ASSIGNED TASK A:
Answer these about the Nest integration CPU issue, one line each:
(i) What python3 CPU load is reported with the Google Nest integration enabled?
(ii) Which Home Assistant Core version has the issue?
(iii) According to the title, in which release line was the problem fixed?
ASSIGNED TASK B: Retype the part of the Nest integration CPU issue between "Any recommendation to" and "Home Assistant Core?", inclusive.
ASSIGNED TASK C: Continue the Nest integration CPU issue from its last line.

Nest integration high CPU usage on armv7 / raspberry pi in pubsub subscriber native code (fixed in 2023.10.x)

rgerbranda commented 2 years ago

The problem

When I enable the Google Nest integration, I see a continous CPU load of python3 of about 65% Without this integration CPU load of python3 is just about 2%

Any recommendation to optimize the load of the Google Nest integration?

What version of Home Assistant Core has the issue?

2022.2.9

What was the last working version of Home Assistant Core?

No response

What type of installation are you running?

PROVIDED INFORMATION:
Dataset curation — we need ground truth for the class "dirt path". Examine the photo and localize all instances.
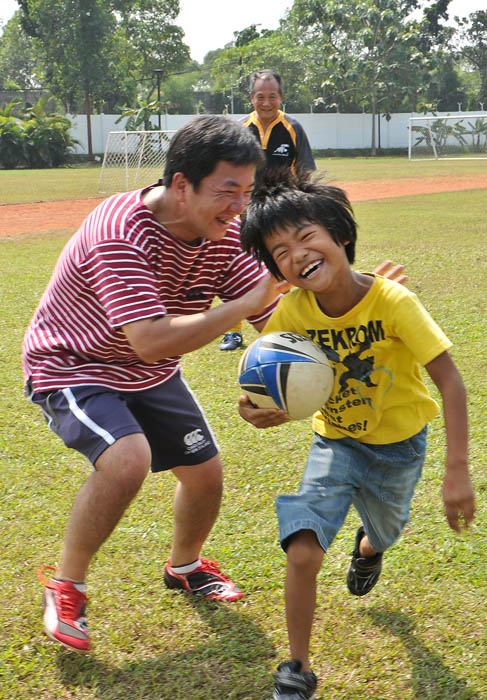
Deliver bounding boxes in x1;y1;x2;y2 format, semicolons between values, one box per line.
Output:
0;174;487;236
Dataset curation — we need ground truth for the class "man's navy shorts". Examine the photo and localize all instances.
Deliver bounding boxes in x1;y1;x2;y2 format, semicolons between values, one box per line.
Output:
31;373;219;472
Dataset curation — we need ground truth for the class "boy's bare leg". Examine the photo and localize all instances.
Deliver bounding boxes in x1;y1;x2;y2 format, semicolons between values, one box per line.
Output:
286;530;324;673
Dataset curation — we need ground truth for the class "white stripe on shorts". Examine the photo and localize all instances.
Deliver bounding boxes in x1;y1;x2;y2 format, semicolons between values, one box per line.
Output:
61;389;115;445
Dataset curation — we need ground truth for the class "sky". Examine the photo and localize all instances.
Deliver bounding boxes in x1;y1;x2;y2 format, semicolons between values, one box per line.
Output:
0;0;486;63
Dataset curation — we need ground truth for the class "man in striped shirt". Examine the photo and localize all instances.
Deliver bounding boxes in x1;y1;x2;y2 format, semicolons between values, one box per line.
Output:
23;116;290;651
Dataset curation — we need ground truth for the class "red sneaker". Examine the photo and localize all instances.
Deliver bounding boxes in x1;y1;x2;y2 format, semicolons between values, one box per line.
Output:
37;566;91;652
164;559;243;602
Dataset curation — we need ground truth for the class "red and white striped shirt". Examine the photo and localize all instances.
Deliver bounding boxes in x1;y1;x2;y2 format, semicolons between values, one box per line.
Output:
23;188;276;392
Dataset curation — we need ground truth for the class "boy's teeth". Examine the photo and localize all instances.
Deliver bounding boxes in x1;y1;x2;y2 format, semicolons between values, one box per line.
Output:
301;263;318;277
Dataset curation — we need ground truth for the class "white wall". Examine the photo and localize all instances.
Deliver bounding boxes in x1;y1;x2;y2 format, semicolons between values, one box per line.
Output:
68;112;487;153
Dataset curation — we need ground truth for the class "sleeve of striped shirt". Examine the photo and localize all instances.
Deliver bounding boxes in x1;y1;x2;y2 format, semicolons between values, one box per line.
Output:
218;243;279;323
80;240;166;328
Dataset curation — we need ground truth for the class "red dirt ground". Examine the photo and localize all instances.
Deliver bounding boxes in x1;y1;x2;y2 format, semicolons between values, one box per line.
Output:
0;174;487;236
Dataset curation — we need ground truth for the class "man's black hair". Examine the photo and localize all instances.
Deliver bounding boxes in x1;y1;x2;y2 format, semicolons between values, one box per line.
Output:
162;115;264;191
240;168;357;280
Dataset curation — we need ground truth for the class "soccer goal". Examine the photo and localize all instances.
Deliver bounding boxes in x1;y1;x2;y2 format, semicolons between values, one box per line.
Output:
98;131;175;194
408;114;487;160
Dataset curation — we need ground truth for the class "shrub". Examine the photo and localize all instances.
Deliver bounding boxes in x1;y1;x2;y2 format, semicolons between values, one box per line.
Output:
0;96;77;169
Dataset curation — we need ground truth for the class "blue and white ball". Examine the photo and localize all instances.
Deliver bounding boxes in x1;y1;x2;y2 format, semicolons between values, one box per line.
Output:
238;332;334;420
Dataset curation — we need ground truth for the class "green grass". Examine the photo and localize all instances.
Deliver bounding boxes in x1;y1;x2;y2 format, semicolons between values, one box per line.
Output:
0;157;487;204
0;191;487;700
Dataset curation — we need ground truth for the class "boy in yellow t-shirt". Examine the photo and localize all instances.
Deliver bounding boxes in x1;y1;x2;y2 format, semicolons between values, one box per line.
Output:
240;170;475;700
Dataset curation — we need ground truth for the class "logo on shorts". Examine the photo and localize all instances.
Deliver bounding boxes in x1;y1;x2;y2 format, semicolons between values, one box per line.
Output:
183;428;205;447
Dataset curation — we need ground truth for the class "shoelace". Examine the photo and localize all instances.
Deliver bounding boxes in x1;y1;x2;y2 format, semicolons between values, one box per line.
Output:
37;564;88;620
201;558;230;583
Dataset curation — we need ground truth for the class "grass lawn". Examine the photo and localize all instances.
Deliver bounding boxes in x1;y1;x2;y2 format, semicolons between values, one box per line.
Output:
0;186;487;700
0;157;487;204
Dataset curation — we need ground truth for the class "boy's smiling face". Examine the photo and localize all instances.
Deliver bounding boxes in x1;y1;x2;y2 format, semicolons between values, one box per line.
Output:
265;220;352;299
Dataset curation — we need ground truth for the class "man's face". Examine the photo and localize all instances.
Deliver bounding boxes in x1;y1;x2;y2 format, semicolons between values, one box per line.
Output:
250;77;282;124
178;161;255;241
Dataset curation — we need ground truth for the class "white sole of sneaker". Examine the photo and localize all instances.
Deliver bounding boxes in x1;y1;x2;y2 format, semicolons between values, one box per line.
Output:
42;627;91;654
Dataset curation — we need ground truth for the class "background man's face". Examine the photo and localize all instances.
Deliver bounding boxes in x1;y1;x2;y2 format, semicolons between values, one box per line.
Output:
250;77;282;124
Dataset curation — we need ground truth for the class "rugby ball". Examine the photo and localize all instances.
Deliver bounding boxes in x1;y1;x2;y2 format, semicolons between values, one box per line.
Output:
238;332;334;420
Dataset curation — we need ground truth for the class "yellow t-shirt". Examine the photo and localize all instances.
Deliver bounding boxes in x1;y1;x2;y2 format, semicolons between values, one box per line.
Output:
263;275;451;445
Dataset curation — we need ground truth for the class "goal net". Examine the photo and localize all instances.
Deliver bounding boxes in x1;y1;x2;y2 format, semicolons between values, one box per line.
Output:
98;131;175;194
408;114;487;160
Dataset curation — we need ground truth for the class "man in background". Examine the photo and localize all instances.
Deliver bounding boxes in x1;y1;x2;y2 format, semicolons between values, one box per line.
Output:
220;69;316;350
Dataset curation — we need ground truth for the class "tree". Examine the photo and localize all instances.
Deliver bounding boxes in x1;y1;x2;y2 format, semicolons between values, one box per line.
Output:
0;11;42;90
285;0;427;155
457;10;487;107
19;0;115;159
15;0;189;158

EXPECTED ANSWER A:
(i) About 65%
(ii) 2022.2.9
(iii) 2023.10.x

EXPECTED ANSWER B:
Any recommendation to optimize the load of the Google Nest integration?

What version of Home Assistant Core has the issue?

2022.2.9

What was the last working version of Home Assistant Core?

EXPECTED ANSWER C:
Home Assistant Container

Integration causing the issue

nest

Link to integration documentation on our website

https://www.home-assistant.io/integrations/nest

Diagnostics information

{
  "home_assistant": {
    "installation_type": "Home Assistant Container",
    "version": "2022.2.9",
    "dev": false,
    "hassio": false,
    "virtualenv": false,
    "python_version": "3.9.7",
    "docker": true,
    "arch": "armv7l",
    "timezone": "Europe/Brussels",
    "os_name": "Linux",
    "os_version": "5.10.63-v7l+",
    "run_as_root": true
  },
  "custom_components": {
    "config_editor": {
      "version": "3.0",
      "requirements": []
    },
    "hacs": {
      "version": "1.22.0",
      "requirements": [
        "aiogithubapi>=21.11.0"
      ]
    },
    "bosch": {
      "version": "0.17.3",
      "requirements": [
        "bosch-thermostat-client==0.17.3"
      ]
    },
    "afvalbeheer": {
      "version": "4.9.2",
      "requirements": [
        "rsa",
        "pycryptodome"
      ]
    },
    "authenticated": {
      "version": "21.9.0",
      "requirements": []
    }
  },
  "integration_manifest": {
    "domain": "nest",
    "name": "Nest",
    "config_flow": true,
    "dependencies": [
      "ffmpeg",
      "http",
      "media_source"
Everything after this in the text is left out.